[Passage shown Boundary: Start]

For those of us who have been looking for some scientific answers about the theory of addiction, the film Pleasure Unwoven is something of a revelation. The writer and presenter of this documentary, Kevin McCauley, is a qualified medical doctor and he focuses on an issue that has been a daily question for me for nearly a decade: Why is addiction a disease?
The film takes you through the best argument against the disease theory – that the addict has the freedom of choice when given sufficient motivation not to drink or use. Surely addiction is a behaviour, not a disease like diabetes or cancer? Early on in the film he counters these arguments with his own medical opinion: addiction is a disease of choice. In other words, addiction is a dysfunction of that part of the brain which is responsible for making our choices.
The rest of the film explains the science of how the brain works with pleasure, memories and reward – and how these functions break down when the brain chemistry becomes unbalanced by drugs and alcohol.
The metaphor he uses for the topography of the brain is the spectacular landscape of Utah. At the beginning of the film Dr McCauley says “I wonder what it would be like if I could wander through the brain like I can hike through Utah? The brain has bumps and grooves, the same way this land has mountains and canyons.” Initially this felt like a bit of a stretch but by the end of the film it made sense and helped bring all the ideas together.

[Passage shown Boundary: End]
[Data provided Boundary: Start]

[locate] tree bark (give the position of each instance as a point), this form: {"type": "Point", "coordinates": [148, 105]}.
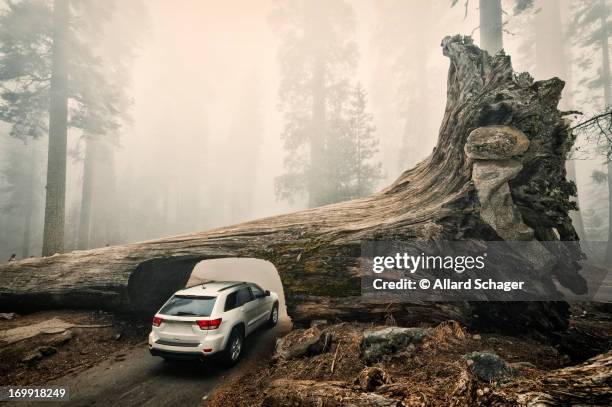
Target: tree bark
{"type": "Point", "coordinates": [53, 235]}
{"type": "Point", "coordinates": [491, 34]}
{"type": "Point", "coordinates": [587, 384]}
{"type": "Point", "coordinates": [310, 393]}
{"type": "Point", "coordinates": [316, 251]}
{"type": "Point", "coordinates": [28, 201]}
{"type": "Point", "coordinates": [86, 195]}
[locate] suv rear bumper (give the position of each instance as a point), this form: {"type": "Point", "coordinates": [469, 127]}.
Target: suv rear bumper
{"type": "Point", "coordinates": [167, 354]}
{"type": "Point", "coordinates": [209, 346]}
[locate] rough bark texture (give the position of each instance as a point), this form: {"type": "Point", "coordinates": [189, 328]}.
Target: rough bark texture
{"type": "Point", "coordinates": [53, 234]}
{"type": "Point", "coordinates": [316, 251]}
{"type": "Point", "coordinates": [587, 384]}
{"type": "Point", "coordinates": [310, 393]}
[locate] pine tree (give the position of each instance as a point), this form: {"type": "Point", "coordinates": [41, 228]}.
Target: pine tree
{"type": "Point", "coordinates": [590, 30]}
{"type": "Point", "coordinates": [50, 80]}
{"type": "Point", "coordinates": [317, 54]}
{"type": "Point", "coordinates": [365, 173]}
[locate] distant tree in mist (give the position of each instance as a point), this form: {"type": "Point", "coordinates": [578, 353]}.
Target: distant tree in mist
{"type": "Point", "coordinates": [317, 54]}
{"type": "Point", "coordinates": [404, 40]}
{"type": "Point", "coordinates": [51, 79]}
{"type": "Point", "coordinates": [21, 189]}
{"type": "Point", "coordinates": [352, 150]}
{"type": "Point", "coordinates": [491, 25]}
{"type": "Point", "coordinates": [245, 140]}
{"type": "Point", "coordinates": [590, 31]}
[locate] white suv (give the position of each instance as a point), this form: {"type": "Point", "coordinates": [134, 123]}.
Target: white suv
{"type": "Point", "coordinates": [211, 319]}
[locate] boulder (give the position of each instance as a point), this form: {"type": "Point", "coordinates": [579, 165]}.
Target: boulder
{"type": "Point", "coordinates": [309, 342]}
{"type": "Point", "coordinates": [496, 143]}
{"type": "Point", "coordinates": [370, 378]}
{"type": "Point", "coordinates": [488, 367]}
{"type": "Point", "coordinates": [380, 343]}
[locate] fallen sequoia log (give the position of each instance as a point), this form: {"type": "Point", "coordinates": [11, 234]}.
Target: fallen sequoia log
{"type": "Point", "coordinates": [587, 384]}
{"type": "Point", "coordinates": [311, 393]}
{"type": "Point", "coordinates": [516, 191]}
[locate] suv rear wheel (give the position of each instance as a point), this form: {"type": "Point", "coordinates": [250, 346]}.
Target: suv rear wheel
{"type": "Point", "coordinates": [233, 349]}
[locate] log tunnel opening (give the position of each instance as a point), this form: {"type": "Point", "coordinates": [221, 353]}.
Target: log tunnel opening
{"type": "Point", "coordinates": [154, 281]}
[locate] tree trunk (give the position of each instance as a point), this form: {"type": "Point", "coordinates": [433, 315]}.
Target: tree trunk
{"type": "Point", "coordinates": [316, 185]}
{"type": "Point", "coordinates": [491, 35]}
{"type": "Point", "coordinates": [587, 384]}
{"type": "Point", "coordinates": [53, 235]}
{"type": "Point", "coordinates": [28, 201]}
{"type": "Point", "coordinates": [311, 393]}
{"type": "Point", "coordinates": [605, 76]}
{"type": "Point", "coordinates": [316, 251]}
{"type": "Point", "coordinates": [86, 195]}
{"type": "Point", "coordinates": [551, 60]}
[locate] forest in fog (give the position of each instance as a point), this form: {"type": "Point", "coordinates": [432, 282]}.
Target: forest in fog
{"type": "Point", "coordinates": [129, 120]}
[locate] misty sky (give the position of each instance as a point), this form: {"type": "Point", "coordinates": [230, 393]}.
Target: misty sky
{"type": "Point", "coordinates": [205, 91]}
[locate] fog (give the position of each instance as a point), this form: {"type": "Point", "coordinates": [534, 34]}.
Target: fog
{"type": "Point", "coordinates": [200, 143]}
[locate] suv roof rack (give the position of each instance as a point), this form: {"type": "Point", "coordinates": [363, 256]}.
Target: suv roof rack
{"type": "Point", "coordinates": [230, 286]}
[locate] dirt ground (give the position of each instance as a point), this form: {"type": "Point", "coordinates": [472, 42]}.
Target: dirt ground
{"type": "Point", "coordinates": [96, 336]}
{"type": "Point", "coordinates": [425, 377]}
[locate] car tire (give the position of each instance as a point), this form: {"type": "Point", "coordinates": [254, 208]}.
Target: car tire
{"type": "Point", "coordinates": [233, 349]}
{"type": "Point", "coordinates": [273, 320]}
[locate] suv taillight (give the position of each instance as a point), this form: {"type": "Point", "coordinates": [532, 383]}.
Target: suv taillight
{"type": "Point", "coordinates": [209, 324]}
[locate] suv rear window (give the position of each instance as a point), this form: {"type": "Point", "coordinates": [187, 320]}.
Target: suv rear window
{"type": "Point", "coordinates": [189, 306]}
{"type": "Point", "coordinates": [238, 298]}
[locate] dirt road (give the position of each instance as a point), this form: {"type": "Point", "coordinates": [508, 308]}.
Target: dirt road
{"type": "Point", "coordinates": [143, 380]}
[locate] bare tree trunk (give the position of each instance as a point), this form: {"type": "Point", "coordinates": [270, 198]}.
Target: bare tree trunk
{"type": "Point", "coordinates": [491, 30]}
{"type": "Point", "coordinates": [317, 251]}
{"type": "Point", "coordinates": [316, 184]}
{"type": "Point", "coordinates": [53, 235]}
{"type": "Point", "coordinates": [605, 76]}
{"type": "Point", "coordinates": [86, 195]}
{"type": "Point", "coordinates": [551, 60]}
{"type": "Point", "coordinates": [28, 204]}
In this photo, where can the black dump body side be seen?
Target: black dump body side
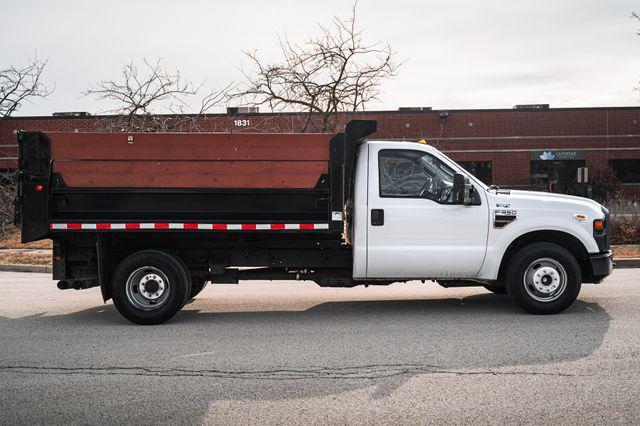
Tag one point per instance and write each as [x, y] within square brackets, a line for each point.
[44, 200]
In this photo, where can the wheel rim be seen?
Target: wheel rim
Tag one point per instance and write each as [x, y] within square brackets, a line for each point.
[148, 288]
[545, 279]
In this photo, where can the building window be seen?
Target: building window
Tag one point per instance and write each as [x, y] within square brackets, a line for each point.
[480, 169]
[628, 170]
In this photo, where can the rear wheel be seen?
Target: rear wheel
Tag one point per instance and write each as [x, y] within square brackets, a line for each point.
[544, 278]
[150, 286]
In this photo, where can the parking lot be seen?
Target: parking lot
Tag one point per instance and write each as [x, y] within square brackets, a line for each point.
[293, 352]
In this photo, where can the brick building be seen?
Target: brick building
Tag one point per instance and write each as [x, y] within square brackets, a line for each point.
[531, 146]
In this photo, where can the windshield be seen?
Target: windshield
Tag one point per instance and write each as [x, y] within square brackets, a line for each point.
[414, 174]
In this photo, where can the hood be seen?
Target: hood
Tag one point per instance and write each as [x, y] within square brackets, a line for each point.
[548, 201]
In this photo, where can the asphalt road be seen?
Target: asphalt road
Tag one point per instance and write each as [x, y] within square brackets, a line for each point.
[295, 353]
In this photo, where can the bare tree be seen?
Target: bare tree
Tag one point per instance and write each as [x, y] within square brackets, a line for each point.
[20, 83]
[332, 72]
[17, 85]
[151, 98]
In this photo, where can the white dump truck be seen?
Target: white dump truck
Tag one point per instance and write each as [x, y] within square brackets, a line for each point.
[152, 218]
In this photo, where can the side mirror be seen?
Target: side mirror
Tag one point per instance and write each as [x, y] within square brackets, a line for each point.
[461, 189]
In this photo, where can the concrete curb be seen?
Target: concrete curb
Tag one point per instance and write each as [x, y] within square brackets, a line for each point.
[44, 269]
[626, 263]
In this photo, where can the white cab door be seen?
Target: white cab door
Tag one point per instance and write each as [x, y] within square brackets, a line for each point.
[413, 232]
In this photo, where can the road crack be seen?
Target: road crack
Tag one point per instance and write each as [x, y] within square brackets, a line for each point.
[373, 371]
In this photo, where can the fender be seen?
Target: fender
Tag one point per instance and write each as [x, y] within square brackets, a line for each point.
[501, 239]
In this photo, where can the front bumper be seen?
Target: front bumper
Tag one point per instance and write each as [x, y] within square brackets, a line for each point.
[601, 265]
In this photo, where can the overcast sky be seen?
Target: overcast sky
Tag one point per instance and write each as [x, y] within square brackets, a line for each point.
[459, 54]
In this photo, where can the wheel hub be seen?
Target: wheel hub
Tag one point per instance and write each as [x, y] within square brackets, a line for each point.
[546, 280]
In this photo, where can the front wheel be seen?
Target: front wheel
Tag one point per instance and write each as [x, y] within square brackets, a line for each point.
[543, 278]
[150, 286]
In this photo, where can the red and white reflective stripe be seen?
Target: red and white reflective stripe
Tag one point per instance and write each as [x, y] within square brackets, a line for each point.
[188, 226]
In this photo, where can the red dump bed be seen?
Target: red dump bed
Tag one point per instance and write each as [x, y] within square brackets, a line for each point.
[188, 160]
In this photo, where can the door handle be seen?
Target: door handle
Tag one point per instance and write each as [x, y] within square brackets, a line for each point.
[377, 217]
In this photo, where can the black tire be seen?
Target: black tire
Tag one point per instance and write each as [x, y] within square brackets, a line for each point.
[543, 278]
[168, 281]
[496, 288]
[197, 286]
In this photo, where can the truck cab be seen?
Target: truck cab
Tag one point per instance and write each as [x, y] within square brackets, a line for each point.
[409, 224]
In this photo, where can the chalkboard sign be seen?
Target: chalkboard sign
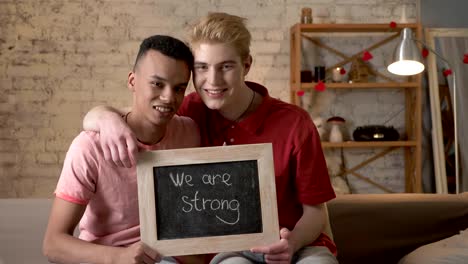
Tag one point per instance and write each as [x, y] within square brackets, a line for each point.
[207, 200]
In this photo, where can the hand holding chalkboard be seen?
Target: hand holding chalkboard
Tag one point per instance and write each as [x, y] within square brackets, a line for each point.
[207, 200]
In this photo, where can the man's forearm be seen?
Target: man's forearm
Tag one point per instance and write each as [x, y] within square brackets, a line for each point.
[92, 119]
[63, 248]
[309, 227]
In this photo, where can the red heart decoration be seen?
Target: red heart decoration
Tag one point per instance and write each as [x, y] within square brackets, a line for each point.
[425, 52]
[447, 72]
[320, 86]
[367, 56]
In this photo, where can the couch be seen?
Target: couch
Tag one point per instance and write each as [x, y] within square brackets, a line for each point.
[367, 228]
[382, 228]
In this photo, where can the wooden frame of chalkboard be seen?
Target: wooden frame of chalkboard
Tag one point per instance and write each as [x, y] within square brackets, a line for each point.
[207, 200]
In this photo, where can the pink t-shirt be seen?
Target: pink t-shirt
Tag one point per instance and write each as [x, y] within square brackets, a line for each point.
[110, 192]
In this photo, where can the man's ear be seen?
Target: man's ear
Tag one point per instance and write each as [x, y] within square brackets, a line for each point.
[131, 81]
[247, 64]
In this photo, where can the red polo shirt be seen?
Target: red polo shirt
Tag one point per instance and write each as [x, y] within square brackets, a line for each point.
[300, 168]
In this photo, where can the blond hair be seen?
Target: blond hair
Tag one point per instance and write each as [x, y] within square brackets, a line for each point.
[222, 28]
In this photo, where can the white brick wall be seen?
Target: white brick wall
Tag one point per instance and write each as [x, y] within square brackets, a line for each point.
[60, 58]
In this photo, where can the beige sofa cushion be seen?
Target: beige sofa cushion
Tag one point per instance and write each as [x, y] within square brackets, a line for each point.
[22, 226]
[382, 228]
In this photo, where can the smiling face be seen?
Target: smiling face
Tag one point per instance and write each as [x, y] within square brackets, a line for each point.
[158, 84]
[219, 76]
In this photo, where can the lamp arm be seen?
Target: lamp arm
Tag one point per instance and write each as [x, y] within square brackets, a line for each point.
[433, 51]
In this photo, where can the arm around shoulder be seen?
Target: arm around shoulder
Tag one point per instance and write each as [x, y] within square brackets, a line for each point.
[118, 142]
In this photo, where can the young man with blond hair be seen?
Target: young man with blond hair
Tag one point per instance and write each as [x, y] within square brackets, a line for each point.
[232, 111]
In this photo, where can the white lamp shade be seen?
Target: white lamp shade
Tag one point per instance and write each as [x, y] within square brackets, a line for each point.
[407, 56]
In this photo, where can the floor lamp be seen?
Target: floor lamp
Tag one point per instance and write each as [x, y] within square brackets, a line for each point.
[407, 61]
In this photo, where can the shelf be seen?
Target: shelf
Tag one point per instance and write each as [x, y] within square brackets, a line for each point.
[412, 149]
[306, 86]
[351, 28]
[369, 144]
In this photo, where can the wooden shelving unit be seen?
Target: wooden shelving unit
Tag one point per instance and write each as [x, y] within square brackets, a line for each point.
[412, 89]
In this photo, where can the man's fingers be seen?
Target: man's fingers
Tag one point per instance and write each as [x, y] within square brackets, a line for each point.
[123, 155]
[115, 157]
[106, 152]
[148, 260]
[132, 150]
[277, 257]
[285, 233]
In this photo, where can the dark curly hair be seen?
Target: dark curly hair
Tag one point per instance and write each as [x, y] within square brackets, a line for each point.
[168, 46]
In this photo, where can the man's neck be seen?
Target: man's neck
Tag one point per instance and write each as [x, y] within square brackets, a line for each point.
[243, 106]
[148, 134]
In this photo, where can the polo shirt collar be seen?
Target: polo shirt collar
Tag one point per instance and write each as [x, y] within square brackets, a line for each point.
[255, 120]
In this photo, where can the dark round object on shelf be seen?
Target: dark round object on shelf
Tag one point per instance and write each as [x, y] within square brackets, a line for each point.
[375, 133]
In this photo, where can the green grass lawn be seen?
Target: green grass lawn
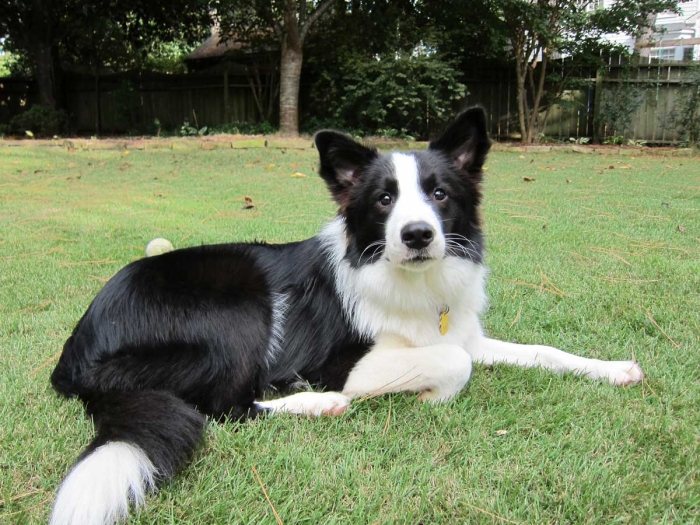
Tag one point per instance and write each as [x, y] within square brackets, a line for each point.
[606, 265]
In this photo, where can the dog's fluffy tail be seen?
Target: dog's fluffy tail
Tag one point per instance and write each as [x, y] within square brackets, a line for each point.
[143, 438]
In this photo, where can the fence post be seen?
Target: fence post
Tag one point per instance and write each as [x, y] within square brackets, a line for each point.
[226, 106]
[596, 106]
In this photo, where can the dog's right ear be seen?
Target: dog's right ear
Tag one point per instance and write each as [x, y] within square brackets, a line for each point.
[342, 162]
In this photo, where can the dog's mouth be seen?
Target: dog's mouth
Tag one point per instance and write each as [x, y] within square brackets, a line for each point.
[417, 261]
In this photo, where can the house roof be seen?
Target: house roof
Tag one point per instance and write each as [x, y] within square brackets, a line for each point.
[212, 47]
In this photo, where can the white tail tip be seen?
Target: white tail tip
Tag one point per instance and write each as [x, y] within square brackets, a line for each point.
[100, 488]
[158, 246]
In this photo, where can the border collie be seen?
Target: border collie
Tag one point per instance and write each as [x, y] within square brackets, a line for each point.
[386, 298]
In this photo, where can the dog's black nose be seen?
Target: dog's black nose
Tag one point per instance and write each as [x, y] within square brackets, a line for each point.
[417, 235]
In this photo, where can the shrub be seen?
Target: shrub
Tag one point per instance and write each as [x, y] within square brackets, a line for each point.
[244, 128]
[42, 121]
[617, 107]
[397, 95]
[685, 115]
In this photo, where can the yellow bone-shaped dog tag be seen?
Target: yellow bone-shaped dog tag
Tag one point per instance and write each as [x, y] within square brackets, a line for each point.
[444, 321]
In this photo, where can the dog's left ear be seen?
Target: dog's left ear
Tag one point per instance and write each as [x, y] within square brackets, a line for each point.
[466, 141]
[342, 162]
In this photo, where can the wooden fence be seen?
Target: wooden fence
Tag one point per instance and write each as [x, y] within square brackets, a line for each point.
[660, 85]
[134, 102]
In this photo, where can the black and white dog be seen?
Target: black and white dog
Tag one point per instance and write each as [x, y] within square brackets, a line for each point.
[385, 299]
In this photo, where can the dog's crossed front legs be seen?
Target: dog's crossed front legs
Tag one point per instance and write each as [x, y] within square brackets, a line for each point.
[439, 372]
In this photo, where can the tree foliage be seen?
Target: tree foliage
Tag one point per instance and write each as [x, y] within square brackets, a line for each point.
[94, 33]
[404, 94]
[284, 24]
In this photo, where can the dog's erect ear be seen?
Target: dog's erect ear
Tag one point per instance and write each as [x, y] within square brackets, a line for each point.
[342, 162]
[466, 141]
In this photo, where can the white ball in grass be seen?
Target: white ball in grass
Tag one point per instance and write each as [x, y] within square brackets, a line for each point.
[158, 246]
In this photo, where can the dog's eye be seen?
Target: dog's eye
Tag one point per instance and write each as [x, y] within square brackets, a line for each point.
[385, 199]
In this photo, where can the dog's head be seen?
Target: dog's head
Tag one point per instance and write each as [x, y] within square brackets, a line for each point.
[409, 209]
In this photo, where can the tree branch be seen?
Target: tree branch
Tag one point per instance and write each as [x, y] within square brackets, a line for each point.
[318, 13]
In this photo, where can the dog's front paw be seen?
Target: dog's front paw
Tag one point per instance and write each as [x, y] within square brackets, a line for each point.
[623, 373]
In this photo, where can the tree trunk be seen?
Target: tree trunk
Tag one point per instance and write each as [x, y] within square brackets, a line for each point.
[290, 78]
[43, 52]
[522, 102]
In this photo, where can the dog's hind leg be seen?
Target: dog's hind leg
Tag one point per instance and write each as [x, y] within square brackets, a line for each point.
[491, 351]
[439, 372]
[308, 403]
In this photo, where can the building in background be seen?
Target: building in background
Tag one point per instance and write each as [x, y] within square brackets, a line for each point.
[677, 36]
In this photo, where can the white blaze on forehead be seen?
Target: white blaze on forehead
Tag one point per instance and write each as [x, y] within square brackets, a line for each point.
[412, 205]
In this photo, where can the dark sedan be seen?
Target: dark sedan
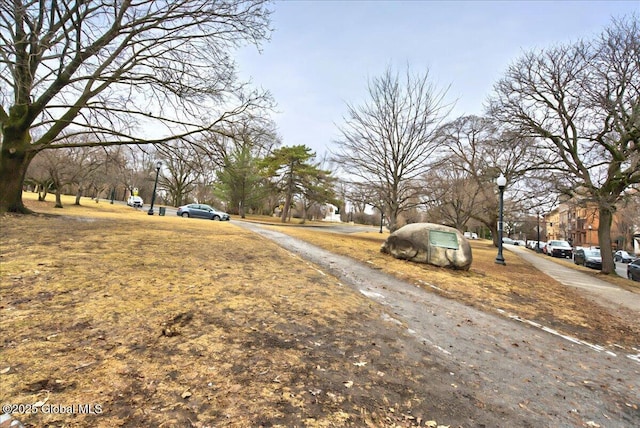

[Data provided Boundary: End]

> Using the information
1. Answer these from the review:
(a) What is Kevin McCauley qualified as?
(b) Addiction is a disease of what, in his medical opinion?
(c) Which landscape does he use as a metaphor for the topography of the brain?
2. Please repeat the review's wording between "The metaphor he" and "the ideas together.", inclusive.

> Answers
1.
(a) A medical doctor.
(b) Choice.
(c) The landscape of Utah.

2.
The metaphor he uses for the topography of the brain is the spectacular landscape of Utah. At the beginning of the film Dr McCauley says “I wonder what it would be like if I could wander through the brain like I can hike through Utah? The brain has bumps and grooves, the same way this land has mountains and canyons.” Initially this felt like a bit of a stretch but by the end of the film it made sense and helped bring all the ideas together.